> **EXERCISE TASK**
Please format every line of the entries below as a numbered list, leaving out blank lines and the pictures.

(Detection examples)

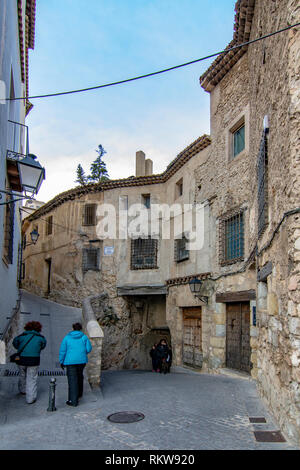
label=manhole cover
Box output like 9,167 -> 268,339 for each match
254,431 -> 286,442
249,418 -> 267,424
107,411 -> 145,423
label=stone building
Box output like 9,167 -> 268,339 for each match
24,0 -> 300,442
0,0 -> 35,362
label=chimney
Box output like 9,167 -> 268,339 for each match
135,150 -> 146,176
145,158 -> 153,176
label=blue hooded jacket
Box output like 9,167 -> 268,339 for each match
59,331 -> 92,366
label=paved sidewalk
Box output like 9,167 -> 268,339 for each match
0,294 -> 296,450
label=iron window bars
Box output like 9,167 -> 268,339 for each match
82,204 -> 97,226
219,210 -> 245,265
232,124 -> 245,158
257,130 -> 268,238
82,248 -> 100,273
174,235 -> 190,263
131,237 -> 157,270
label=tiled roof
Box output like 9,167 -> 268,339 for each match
26,134 -> 211,220
200,0 -> 255,91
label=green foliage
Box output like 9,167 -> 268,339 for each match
75,145 -> 109,186
88,145 -> 109,183
75,163 -> 87,186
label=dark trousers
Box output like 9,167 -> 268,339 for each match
66,364 -> 85,405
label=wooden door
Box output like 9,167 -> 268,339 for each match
226,302 -> 250,372
183,307 -> 203,369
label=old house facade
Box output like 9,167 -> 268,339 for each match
23,0 -> 300,442
0,0 -> 36,362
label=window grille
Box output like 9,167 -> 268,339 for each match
175,235 -> 190,263
142,194 -> 151,209
82,248 -> 100,272
233,125 -> 245,158
131,237 -> 157,269
257,131 -> 268,238
3,195 -> 15,264
175,178 -> 183,199
46,215 -> 53,235
82,204 -> 97,226
220,211 -> 244,265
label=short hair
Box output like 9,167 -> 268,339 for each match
24,321 -> 42,333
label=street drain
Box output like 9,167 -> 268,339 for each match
249,418 -> 267,424
254,431 -> 286,442
107,411 -> 145,423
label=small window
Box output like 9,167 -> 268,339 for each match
131,238 -> 157,269
232,124 -> 245,158
46,215 -> 53,235
220,211 -> 244,265
142,194 -> 151,209
175,235 -> 190,263
82,204 -> 97,226
175,178 -> 183,199
82,248 -> 100,272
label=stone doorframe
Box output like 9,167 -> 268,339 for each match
213,290 -> 258,379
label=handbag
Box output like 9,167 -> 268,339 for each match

> **EXPECTED OUTPUT**
1. label=manhole cover
2. Box output like 9,167 -> 268,339 for each match
3. 254,431 -> 286,442
4. 249,418 -> 267,424
5. 107,411 -> 145,423
6. label=stone building
7. Box output like 9,167 -> 268,339 for each match
8. 24,0 -> 300,442
9. 0,0 -> 35,362
10. label=chimney
11. Box output like 9,167 -> 268,339 for each match
12. 135,150 -> 146,176
13. 145,158 -> 153,176
14. label=blue hooded jacket
15. Box output like 9,167 -> 268,339 for each match
16. 59,331 -> 92,366
17. label=paved sidewalk
18. Box output like 9,167 -> 268,339 for each match
19. 0,294 -> 296,450
20. label=iron window bars
21. Box output like 9,167 -> 268,339 for each match
22. 82,204 -> 97,226
23. 219,210 -> 245,265
24. 232,124 -> 245,158
25. 257,130 -> 268,238
26. 82,248 -> 100,273
27. 174,235 -> 190,263
28. 131,237 -> 157,270
29. label=tiled roof
30. Box output like 9,167 -> 268,339 for each match
31. 26,134 -> 211,220
32. 200,0 -> 255,91
33. label=green foliage
34. Box output like 9,167 -> 268,339 for each match
35. 75,145 -> 109,186
36. 88,145 -> 109,183
37. 75,163 -> 87,186
38. label=dark trousers
39. Box output like 9,167 -> 268,339 for each match
40. 66,364 -> 85,405
41. label=wooden door
42. Box output like 9,167 -> 268,339 for each match
43. 226,302 -> 250,372
44. 183,307 -> 203,369
45. label=old house facade
46. Box output like 9,167 -> 268,339 for each match
47. 23,0 -> 300,442
48. 0,0 -> 36,362
49. label=window grille
50. Box output like 9,167 -> 268,339 for each match
51. 175,235 -> 190,263
52. 142,194 -> 151,209
53. 82,248 -> 100,272
54. 233,125 -> 245,158
55. 131,237 -> 157,269
56. 257,131 -> 268,238
57. 3,195 -> 15,264
58. 175,178 -> 183,199
59. 46,215 -> 53,235
60. 82,204 -> 97,226
61. 220,211 -> 244,265
62. label=short hair
63. Box output like 9,167 -> 268,339 for each match
64. 24,321 -> 42,333
65. label=street drain
66. Box output like 9,167 -> 268,339 for each match
67. 249,418 -> 267,424
68. 254,431 -> 286,442
69. 107,411 -> 145,423
70. label=small window
71. Box output like 9,167 -> 268,339 for each match
72. 131,238 -> 157,269
73. 232,124 -> 245,158
74. 46,215 -> 53,235
75. 220,211 -> 244,265
76. 142,194 -> 151,209
77. 175,235 -> 190,263
78. 82,204 -> 97,226
79. 175,178 -> 183,199
80. 82,248 -> 100,272
81. label=stone doorframe
82. Box output like 9,167 -> 268,339 for each match
83. 213,290 -> 258,379
84. label=handbag
85. Box output like 9,167 -> 268,339 for each match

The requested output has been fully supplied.